### 文書抜粋

# # #

バラタ難民キャンプ、ヨルダン川西岸地区: ヨルダン川西岸地区で19日、パレスチナ人とみられる容疑者による銃撃でイスラエル人2人が死亡した。イスラエル軍が発表した。同地区を揺さぶる暴力勃発の最新の事例となった。
同軍は、容疑者を捜索するとともに、ヨルダン川西岸地区北部の不安定な地域であるハワラ付近で道路検問を実施していると述べた。
ヨルダン川西岸地区では今年春以降、イスラエルとパレスチナの間の衝突により過去20年近くで最多の犠牲者が出ている。
同じく19日、今週ヨルダン川西岸地区でイスラエル軍により銃撃されていたパレスチナ人がその負傷により死亡した。パレスチナ公式メディアが同日報じた。同地区を揺さぶっている暴力の波の最新の事例となった。

# # #

### 抽出データ
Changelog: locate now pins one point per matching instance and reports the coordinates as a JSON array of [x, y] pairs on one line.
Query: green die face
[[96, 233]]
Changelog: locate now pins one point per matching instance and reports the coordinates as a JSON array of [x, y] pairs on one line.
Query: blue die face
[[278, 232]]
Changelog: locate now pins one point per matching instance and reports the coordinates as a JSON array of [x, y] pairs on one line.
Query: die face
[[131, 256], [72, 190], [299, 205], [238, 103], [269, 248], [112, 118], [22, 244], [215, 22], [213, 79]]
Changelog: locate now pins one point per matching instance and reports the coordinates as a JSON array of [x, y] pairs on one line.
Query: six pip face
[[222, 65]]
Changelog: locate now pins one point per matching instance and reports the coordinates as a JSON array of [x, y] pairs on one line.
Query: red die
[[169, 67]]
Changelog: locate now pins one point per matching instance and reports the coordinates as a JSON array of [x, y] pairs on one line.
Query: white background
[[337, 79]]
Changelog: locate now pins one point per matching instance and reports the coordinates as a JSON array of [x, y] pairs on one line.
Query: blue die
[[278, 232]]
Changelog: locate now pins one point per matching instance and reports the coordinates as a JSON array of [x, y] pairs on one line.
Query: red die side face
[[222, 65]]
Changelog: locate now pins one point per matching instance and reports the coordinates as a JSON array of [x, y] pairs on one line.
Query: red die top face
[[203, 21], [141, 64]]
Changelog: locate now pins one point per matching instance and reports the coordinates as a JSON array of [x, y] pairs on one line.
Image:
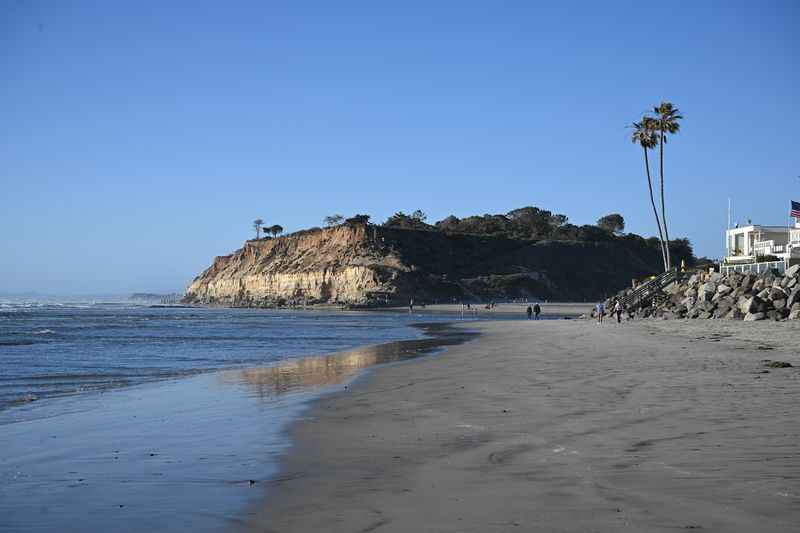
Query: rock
[[776, 294], [794, 297], [706, 291], [752, 305], [723, 308], [734, 314], [777, 364], [673, 288], [723, 289]]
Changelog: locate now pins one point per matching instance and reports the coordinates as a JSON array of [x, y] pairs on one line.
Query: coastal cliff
[[368, 265]]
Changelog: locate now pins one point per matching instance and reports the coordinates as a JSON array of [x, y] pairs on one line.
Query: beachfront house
[[756, 248]]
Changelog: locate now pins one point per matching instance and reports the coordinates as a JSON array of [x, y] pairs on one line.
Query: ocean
[[120, 417], [51, 350]]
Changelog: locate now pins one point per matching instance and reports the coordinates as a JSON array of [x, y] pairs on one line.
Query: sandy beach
[[558, 426], [549, 310]]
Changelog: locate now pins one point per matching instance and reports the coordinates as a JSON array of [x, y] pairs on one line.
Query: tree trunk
[[663, 211], [655, 211]]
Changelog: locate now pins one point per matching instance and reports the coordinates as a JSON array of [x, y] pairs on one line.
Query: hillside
[[361, 264]]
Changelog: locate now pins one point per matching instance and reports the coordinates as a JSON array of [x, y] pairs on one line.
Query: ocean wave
[[17, 342]]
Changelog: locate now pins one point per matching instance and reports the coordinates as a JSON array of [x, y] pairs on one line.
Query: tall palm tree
[[667, 117], [645, 135], [257, 223]]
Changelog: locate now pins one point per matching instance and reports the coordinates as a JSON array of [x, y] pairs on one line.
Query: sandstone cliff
[[363, 264]]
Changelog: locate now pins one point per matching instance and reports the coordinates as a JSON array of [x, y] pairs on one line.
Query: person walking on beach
[[618, 311]]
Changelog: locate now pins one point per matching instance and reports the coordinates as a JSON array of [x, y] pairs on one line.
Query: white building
[[756, 248]]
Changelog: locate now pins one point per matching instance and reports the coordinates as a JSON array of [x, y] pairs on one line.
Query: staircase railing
[[644, 293]]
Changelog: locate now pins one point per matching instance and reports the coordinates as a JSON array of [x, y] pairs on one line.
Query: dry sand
[[558, 426]]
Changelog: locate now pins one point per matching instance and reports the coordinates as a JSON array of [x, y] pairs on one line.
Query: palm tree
[[257, 223], [645, 135], [667, 117]]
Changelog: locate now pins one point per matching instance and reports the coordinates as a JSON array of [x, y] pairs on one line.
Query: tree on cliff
[[333, 220], [613, 223], [667, 117], [257, 223], [644, 134], [413, 221], [358, 219]]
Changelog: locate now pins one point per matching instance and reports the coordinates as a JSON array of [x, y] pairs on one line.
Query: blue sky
[[138, 140]]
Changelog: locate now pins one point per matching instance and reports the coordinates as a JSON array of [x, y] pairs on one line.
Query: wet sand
[[549, 310], [179, 455], [558, 426]]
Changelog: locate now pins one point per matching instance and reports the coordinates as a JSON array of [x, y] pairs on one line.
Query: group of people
[[534, 311], [600, 311]]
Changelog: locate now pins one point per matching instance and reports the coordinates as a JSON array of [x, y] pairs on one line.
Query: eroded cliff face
[[345, 264], [362, 264]]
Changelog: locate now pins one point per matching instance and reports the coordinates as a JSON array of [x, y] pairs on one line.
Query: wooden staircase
[[646, 292]]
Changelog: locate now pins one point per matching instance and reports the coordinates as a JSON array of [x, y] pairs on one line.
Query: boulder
[[794, 297], [734, 314], [723, 308], [724, 289], [754, 304], [673, 288]]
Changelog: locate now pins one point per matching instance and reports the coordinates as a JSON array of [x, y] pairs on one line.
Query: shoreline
[[556, 426], [177, 453]]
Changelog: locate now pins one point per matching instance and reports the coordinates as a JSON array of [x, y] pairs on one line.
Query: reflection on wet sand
[[337, 368]]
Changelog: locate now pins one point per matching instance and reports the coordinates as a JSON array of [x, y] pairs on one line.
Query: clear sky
[[140, 139]]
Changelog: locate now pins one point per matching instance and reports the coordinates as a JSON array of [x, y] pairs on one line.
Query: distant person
[[601, 310]]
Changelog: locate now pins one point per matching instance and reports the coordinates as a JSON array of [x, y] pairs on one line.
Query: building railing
[[755, 268]]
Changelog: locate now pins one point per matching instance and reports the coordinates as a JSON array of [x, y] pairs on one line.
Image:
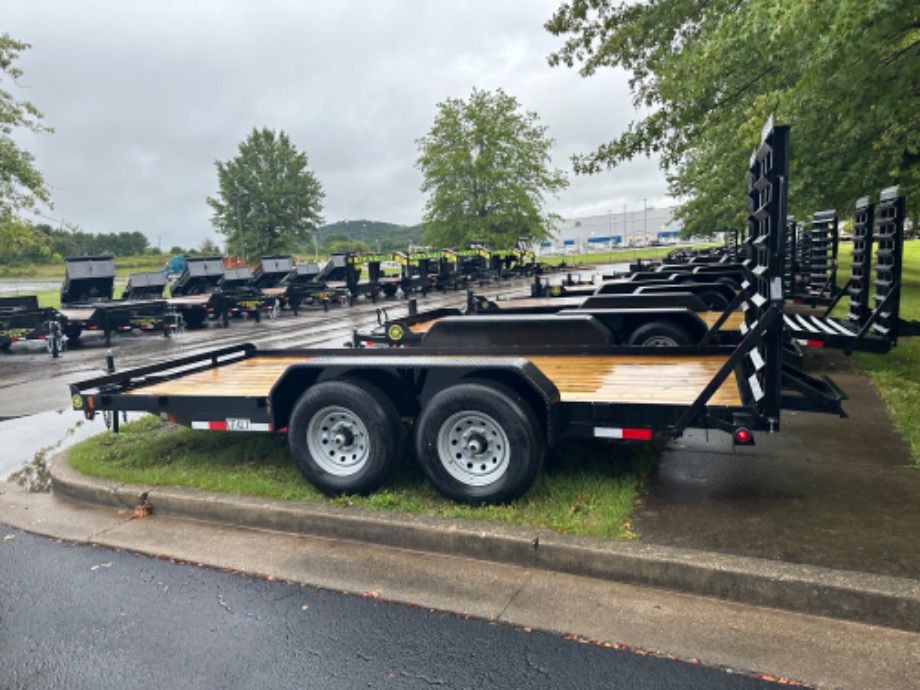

# # #

### 課題セット
a: 文書抜粋によると、19日に死亡したと報じられたパレスチナ人は何が原因で亡くなったのか。本文の記述に沿って説明しなさい。
b: 文書抜粋で、イスラエル軍が道路検問を実施していると述べたのはどこの付近か。
c: ヨルダン川西岸地区の銃撃事件を伝える文書抜粋を、最後の文の後から続けて書きなさい。

### 解答セット
a: 今週ヨルダン川西岸地区でイスラエル軍に銃撃され、その負傷によって死亡した。19日にパレスチナ公式メディアがそう報じた。

b: ヨルダン川西岸地区北部のハワラ付近。

c:
パレスチナの公式通信社WAFAによると、モハメド・アブ・アサーブ氏(19)は16日、ヨルダン川西岸地区北部の都市ナブルス近郊のバラタ難民キャンプにイスラエル軍が侵入した際に頭部を銃撃された。同通信は医療関係者の証言を引用して伝えた。
イスラエル軍は16日の声明の中で、秘密の武器工場を破壊するために特殊部隊がバラタ難民キャンプを急襲したと述べた。
この工場とそこに備蓄されていた即席爆発装置を解体していた際、密集したこのキャンプの入り組んだ路地において同軍兵士らと武装したパレスチナ人らの間で銃撃戦が発生したという。
WAFAによると、アブ・アサーブ氏はこの戦闘の際に頭部を撃たれ、ナブルスのラフィディア病院に搬送されたが、後日その負傷がもとで死亡した。
パレスチナ保健当局は今のところ同氏の死亡について正式に発表していない。
アブ・アサーブ氏が過激派組織に所属していたかどうかは明らかではなく、今のところどの組織からも同氏がメンバーだったとの発表はない。
ヨルダン川西岸地区と東エルサレムでは1年以上前から暴力事件が急増している。
イスラエルは今年春以降、パレスチナ人による襲撃で死者が相次いだことを受けて、毎晩のように急襲を実施している。ヨルダン川西岸地区において過去約20年で最も激しい暴力の応酬となっている。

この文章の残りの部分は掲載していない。